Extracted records
───

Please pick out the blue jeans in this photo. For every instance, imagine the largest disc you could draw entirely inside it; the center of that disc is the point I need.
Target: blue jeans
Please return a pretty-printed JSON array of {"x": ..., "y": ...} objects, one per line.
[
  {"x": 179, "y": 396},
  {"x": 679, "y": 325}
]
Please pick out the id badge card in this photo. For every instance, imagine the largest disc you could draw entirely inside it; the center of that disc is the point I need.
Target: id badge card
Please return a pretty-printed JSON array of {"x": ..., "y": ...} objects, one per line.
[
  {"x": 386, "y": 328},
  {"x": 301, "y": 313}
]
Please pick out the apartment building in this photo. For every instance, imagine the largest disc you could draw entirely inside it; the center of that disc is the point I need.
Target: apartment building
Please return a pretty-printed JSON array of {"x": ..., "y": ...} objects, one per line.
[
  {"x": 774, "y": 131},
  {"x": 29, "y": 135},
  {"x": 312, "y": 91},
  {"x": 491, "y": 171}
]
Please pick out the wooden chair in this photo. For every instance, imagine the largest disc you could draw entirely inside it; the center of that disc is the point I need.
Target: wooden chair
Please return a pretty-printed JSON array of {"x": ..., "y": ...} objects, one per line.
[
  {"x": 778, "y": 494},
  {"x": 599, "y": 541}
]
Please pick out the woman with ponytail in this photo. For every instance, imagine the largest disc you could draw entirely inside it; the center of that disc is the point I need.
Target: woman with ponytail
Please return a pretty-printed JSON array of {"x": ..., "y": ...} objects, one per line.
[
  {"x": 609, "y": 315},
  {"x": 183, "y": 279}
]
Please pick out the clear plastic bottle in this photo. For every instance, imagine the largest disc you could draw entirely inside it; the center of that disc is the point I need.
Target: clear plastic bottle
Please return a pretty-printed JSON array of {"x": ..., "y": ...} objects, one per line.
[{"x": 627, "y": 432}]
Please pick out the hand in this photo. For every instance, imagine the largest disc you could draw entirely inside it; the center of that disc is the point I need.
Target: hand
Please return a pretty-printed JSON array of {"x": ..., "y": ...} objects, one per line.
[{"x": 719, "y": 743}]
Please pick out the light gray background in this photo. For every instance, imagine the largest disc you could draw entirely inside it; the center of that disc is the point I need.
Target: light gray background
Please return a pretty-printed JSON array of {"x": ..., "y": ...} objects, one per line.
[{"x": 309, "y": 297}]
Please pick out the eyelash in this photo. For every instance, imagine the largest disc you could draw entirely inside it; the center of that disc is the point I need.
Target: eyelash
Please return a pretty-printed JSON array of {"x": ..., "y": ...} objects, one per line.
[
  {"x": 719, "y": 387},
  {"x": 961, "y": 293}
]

───

WHAT NEEDS TO BE DONE ::
Output each entry precisely as given.

OUTPUT OF THE EXERCISE ::
Please pick out the blue jeans in this photo. For every instance, imagine the largest disc you could draw entirely inside it; the center of that disc is the point I need.
Target: blue jeans
Please return a pretty-printed JSON array of {"x": ..., "y": ...} objects, one per line.
[
  {"x": 179, "y": 396},
  {"x": 679, "y": 325}
]
Please pick out the id badge card in this photo. For every instance, imagine the largest disc you could draw entirely inside it; the center of that disc is the point I need.
Target: id badge card
Please return a pretty-printed JSON array of {"x": ..., "y": ...} objects, one per line.
[
  {"x": 386, "y": 328},
  {"x": 301, "y": 313}
]
Please pick out the apartment building in this photo. For every instance, imagine the largest disc you could draw entirely inside it; the center of that disc is the point I need.
Target: apartment building
Please return a pretty-printed JSON array of {"x": ..., "y": ...} objects, one per line.
[
  {"x": 774, "y": 131},
  {"x": 29, "y": 135},
  {"x": 312, "y": 91},
  {"x": 491, "y": 171}
]
Please pick out the wooden chair in this photo. For every instance, imagine the largest disc you could draw entirely inside it; the center of that disc is the point I need.
Target: wooden chair
Please return a pretty-printed JSON array of {"x": ..., "y": ...} objects, one per line.
[
  {"x": 778, "y": 494},
  {"x": 599, "y": 541}
]
Please pick out the woman with ponytail in this photo. For every instance, imagine the largest disc you could draw entirely inside it; the center of that disc is the point I need.
Target: woman with ponytail
Please return a pretty-printed JSON array of {"x": ..., "y": ...} objects, one per line.
[
  {"x": 609, "y": 315},
  {"x": 183, "y": 279}
]
Please pick out the clear plastic bottle in this photo. For every instance, imagine the largest disc you could draw entirely inside it; the center of that disc is the point I need.
Target: clear plastic bottle
Please return a pretty-printed JSON array of {"x": ..., "y": ...} objects, one per line.
[{"x": 627, "y": 432}]
Please pick out the hand in this photo. For every instance, imagine the largest disc you could draw entirely inside it; the center of that disc is the point I need.
Target: hand
Please return a pretty-printed JSON array of {"x": ..., "y": ...} objects, one per line.
[{"x": 719, "y": 743}]
Please pick out the light gray background in this photo. For every instance, imagine the largest disc you could draw entirely inside it; the center of that disc is the point I need.
Target: light gray background
Please return a pretty-printed JSON array of {"x": ..., "y": ...} objects, one per line.
[{"x": 309, "y": 297}]
Please pick out the eyelash in this photo. For every instance, imagine the largest disc you could draw entirely inside it; the center of that disc is the point I need.
Target: eyelash
Please return a pretty-printed JSON array of {"x": ..., "y": ...} objects, one per line.
[
  {"x": 719, "y": 387},
  {"x": 961, "y": 293}
]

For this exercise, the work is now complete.